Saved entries
###

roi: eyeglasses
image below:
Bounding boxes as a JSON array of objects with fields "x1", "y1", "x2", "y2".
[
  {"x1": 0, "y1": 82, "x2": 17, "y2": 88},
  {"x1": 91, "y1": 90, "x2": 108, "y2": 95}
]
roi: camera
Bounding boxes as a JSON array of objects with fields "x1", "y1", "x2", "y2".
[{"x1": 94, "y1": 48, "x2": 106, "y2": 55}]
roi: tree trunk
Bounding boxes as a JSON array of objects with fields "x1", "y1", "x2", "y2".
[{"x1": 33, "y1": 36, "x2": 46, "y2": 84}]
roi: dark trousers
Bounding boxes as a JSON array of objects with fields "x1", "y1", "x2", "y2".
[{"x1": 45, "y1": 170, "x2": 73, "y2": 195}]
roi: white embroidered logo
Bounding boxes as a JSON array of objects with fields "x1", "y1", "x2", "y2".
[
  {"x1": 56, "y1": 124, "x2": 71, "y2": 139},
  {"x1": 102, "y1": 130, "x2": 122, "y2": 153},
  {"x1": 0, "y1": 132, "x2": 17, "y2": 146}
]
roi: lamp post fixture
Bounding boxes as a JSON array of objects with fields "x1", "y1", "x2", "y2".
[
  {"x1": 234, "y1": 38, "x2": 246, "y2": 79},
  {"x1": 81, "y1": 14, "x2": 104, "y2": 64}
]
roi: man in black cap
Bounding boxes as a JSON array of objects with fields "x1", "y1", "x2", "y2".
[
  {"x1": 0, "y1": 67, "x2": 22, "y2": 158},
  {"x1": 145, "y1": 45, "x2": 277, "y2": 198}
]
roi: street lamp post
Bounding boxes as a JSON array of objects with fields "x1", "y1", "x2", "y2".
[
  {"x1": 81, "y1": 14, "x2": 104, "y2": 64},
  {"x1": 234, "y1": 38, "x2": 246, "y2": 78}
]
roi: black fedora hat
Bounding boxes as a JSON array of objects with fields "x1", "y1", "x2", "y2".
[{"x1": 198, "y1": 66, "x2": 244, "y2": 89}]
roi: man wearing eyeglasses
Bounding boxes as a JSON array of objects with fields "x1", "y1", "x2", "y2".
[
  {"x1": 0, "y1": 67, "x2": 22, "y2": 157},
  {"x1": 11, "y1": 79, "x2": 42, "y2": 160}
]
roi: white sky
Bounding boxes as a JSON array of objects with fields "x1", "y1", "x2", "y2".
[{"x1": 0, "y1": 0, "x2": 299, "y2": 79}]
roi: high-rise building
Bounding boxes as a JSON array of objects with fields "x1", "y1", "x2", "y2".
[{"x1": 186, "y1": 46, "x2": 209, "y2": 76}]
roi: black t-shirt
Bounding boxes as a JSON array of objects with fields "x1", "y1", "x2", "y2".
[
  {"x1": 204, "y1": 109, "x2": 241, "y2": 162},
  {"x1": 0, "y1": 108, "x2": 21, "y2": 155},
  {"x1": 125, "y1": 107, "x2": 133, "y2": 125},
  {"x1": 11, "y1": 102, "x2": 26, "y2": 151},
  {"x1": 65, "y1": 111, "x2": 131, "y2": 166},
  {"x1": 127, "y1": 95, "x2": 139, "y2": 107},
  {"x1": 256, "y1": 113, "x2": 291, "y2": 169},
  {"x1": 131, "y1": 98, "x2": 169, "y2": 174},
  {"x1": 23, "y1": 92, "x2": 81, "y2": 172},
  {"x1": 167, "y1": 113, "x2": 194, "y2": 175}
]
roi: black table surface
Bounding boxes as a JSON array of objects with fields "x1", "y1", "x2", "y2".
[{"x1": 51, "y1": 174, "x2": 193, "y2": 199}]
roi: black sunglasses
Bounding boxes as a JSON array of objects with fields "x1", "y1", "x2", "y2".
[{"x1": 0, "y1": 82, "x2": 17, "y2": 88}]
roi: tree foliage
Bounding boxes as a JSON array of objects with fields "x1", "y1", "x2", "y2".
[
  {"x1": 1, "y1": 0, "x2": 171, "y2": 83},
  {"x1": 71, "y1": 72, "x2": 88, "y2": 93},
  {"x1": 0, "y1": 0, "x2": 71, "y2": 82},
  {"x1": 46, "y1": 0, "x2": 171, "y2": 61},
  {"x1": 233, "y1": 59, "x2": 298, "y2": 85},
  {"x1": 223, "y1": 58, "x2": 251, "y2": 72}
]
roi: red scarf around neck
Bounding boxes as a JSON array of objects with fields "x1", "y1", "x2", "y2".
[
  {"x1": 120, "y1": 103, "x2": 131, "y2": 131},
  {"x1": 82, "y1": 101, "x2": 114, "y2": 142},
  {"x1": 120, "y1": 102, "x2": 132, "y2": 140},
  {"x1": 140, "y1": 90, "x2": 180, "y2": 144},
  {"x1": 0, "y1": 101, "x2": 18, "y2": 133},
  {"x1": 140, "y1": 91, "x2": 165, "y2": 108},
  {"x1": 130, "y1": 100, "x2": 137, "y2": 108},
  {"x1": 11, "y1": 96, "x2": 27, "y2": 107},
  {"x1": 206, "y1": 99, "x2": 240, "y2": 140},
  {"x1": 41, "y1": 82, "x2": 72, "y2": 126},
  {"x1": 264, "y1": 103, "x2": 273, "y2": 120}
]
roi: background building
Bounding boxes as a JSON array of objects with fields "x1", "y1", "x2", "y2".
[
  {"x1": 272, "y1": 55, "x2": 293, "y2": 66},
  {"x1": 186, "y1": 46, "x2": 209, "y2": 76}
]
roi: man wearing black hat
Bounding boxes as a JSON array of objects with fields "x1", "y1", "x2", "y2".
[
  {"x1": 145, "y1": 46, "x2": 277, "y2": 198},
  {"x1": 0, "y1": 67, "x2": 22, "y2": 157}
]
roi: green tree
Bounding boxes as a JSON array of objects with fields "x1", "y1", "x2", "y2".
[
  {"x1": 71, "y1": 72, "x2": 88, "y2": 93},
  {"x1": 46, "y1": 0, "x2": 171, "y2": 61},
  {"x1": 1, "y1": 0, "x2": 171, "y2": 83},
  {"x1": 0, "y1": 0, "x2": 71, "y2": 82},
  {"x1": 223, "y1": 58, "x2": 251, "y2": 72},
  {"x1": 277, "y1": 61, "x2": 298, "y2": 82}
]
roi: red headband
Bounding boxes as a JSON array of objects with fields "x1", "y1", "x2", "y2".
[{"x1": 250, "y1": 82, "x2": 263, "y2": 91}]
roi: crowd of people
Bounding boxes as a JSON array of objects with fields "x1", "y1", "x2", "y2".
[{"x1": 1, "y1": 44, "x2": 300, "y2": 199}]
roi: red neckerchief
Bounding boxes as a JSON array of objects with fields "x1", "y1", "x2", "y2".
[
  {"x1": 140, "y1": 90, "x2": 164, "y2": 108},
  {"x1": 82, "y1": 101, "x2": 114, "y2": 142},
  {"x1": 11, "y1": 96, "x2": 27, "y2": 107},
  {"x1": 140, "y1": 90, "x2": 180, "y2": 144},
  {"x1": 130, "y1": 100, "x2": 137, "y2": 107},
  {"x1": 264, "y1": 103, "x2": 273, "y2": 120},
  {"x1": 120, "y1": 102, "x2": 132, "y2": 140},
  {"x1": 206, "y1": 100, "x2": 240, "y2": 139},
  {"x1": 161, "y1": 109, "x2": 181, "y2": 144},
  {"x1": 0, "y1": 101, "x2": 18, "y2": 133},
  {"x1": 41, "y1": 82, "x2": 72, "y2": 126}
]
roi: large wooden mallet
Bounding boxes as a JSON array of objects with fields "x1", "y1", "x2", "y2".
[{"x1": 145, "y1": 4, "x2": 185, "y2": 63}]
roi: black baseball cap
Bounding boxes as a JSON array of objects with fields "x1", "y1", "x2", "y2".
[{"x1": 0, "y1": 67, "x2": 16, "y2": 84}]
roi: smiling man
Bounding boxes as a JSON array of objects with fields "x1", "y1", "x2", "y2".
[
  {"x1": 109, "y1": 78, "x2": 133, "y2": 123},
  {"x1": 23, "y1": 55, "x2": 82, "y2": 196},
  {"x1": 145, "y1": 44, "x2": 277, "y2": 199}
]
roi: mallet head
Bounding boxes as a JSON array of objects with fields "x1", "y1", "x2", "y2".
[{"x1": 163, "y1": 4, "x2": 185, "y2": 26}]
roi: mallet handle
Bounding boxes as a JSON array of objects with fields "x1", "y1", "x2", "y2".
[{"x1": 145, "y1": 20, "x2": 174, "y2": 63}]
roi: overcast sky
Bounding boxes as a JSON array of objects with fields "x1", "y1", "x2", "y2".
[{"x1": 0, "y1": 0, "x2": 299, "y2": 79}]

###

■ ASSIGNMENT:
Which lines above run from the one containing "roi: black fedora hat" down to the one containing "roi: black t-shirt"? Repeat exactly those, both ends included, and nothing else.

■ RESPONSE TO THE EXERCISE:
roi: black fedora hat
Bounding boxes as a JSON array of objects with fields "x1", "y1", "x2", "y2".
[{"x1": 198, "y1": 66, "x2": 244, "y2": 89}]
roi: man wearing eyeglasses
Bounding boxes as a JSON array of objects with fields "x1", "y1", "x2", "y2".
[
  {"x1": 0, "y1": 67, "x2": 22, "y2": 157},
  {"x1": 11, "y1": 79, "x2": 42, "y2": 160}
]
roi: white sky
Bounding boxes as a JSON array of objects with fields "x1", "y1", "x2", "y2".
[{"x1": 0, "y1": 0, "x2": 299, "y2": 79}]
roi: high-rise building
Bounding boxes as a JSON array of objects with fields "x1", "y1", "x2", "y2".
[{"x1": 186, "y1": 46, "x2": 209, "y2": 76}]
roi: black t-shirt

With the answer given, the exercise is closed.